§ Goal of the exercise: Please report every line below that contains the string "tree", and treat uppercase and lowercase as different.

§ Provided information:
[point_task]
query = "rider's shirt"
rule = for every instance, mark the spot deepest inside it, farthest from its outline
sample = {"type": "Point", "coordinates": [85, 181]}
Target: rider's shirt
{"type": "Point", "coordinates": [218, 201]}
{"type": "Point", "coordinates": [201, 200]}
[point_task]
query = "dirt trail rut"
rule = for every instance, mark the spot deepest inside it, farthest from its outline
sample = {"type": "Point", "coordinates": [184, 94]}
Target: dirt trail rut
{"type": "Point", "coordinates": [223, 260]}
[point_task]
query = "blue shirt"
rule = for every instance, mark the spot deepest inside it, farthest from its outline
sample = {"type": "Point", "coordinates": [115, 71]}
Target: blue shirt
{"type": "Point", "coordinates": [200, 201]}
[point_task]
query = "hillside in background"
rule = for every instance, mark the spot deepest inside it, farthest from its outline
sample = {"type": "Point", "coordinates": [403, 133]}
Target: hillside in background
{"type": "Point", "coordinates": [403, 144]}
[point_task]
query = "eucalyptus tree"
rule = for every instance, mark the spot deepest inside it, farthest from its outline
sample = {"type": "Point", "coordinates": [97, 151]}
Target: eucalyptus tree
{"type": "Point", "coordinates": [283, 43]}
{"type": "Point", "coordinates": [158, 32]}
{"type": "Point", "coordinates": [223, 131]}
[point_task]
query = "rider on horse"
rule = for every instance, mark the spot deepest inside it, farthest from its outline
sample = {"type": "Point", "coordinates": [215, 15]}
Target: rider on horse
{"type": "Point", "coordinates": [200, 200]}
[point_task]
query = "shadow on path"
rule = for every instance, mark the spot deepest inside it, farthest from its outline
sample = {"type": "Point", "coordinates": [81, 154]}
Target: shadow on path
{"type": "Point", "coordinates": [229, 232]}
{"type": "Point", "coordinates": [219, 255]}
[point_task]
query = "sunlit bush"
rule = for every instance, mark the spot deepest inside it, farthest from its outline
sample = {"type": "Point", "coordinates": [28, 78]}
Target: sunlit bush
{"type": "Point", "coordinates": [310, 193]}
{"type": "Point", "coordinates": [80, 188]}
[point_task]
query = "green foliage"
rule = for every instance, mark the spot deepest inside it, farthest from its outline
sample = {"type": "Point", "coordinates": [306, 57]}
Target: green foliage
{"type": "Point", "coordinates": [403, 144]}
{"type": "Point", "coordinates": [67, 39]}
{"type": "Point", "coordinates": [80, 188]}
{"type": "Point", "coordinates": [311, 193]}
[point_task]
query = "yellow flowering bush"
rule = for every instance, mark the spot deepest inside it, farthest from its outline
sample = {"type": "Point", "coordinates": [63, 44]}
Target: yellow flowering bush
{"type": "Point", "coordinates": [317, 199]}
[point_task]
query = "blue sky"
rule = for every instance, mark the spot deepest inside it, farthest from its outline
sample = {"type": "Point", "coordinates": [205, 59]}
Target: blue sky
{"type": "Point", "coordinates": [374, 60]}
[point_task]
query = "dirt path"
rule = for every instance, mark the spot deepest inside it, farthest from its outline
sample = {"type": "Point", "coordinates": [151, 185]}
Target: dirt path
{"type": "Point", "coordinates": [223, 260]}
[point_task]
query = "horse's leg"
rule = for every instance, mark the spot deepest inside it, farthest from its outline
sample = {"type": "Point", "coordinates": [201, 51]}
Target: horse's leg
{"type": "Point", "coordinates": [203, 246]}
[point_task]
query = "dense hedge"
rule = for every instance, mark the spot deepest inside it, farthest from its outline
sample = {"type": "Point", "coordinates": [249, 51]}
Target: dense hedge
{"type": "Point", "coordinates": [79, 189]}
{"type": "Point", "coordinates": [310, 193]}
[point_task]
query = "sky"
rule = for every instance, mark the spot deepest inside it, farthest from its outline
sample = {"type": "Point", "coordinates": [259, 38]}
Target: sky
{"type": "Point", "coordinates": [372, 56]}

§ Reply to the task:
query = "eucalyptus tree"
Target: eucalyptus tree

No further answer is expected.